■ **EXERCISE REQUIREMENTS**
For the entries below, the expected answer is the line with "of the stitched", the line with "of the sweater", and every line between them, exactly as written, and nothing more.

■ **DATA EXCERPTS**
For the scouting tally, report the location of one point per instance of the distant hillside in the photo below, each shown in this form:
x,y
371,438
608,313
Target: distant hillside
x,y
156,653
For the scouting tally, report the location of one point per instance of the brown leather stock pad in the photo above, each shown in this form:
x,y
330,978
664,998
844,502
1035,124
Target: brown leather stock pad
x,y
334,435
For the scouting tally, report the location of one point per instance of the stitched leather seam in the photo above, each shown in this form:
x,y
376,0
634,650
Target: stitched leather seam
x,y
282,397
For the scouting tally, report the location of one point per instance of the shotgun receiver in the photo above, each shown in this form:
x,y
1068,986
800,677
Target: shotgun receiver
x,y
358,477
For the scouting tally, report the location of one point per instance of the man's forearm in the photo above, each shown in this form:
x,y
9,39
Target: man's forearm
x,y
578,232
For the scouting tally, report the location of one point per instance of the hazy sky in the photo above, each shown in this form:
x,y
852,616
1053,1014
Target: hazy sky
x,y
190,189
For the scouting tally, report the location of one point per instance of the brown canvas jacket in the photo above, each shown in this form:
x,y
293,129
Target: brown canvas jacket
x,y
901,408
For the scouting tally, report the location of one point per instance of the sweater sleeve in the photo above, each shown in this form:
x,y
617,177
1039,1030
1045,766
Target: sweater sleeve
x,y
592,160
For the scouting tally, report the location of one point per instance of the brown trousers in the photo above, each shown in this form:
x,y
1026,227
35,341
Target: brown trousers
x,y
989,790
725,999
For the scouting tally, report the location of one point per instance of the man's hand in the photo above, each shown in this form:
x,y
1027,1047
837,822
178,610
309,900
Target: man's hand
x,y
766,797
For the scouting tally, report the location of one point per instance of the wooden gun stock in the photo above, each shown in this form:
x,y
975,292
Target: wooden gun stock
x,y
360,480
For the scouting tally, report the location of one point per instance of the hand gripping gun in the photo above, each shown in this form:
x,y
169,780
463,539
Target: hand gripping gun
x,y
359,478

■ **TASK SOLUTION**
For the scouting tally, report the location of one point per instance of the stitched leather seam in the photo above, each shown in this form:
x,y
376,0
634,650
Target: stitched leather seam
x,y
282,397
For the scouting tally, report the location of one point per instance of the shotgun receiver in the photo above, each shown in this form:
x,y
1068,986
800,677
Target: shotgun receiver
x,y
358,477
For the scouting tally, report the location of one point per instance of the man's forearm in the photo above, each shown in this form:
x,y
9,39
Target: man's forearm
x,y
578,232
For the scouting tally, report the location of one point per instance of the hazy sky in the photo above, each shown in this form:
x,y
852,616
1053,1014
Target: hazy sky
x,y
190,189
For the scouting tally, report the location of one point per instance of the brown canvas jacket in the photo above, each shown in this form:
x,y
293,129
Target: brown canvas jacket
x,y
901,408
For the scouting tally, report the location of one point per instance of the sweater sleeve in the photo above, each shown in this form:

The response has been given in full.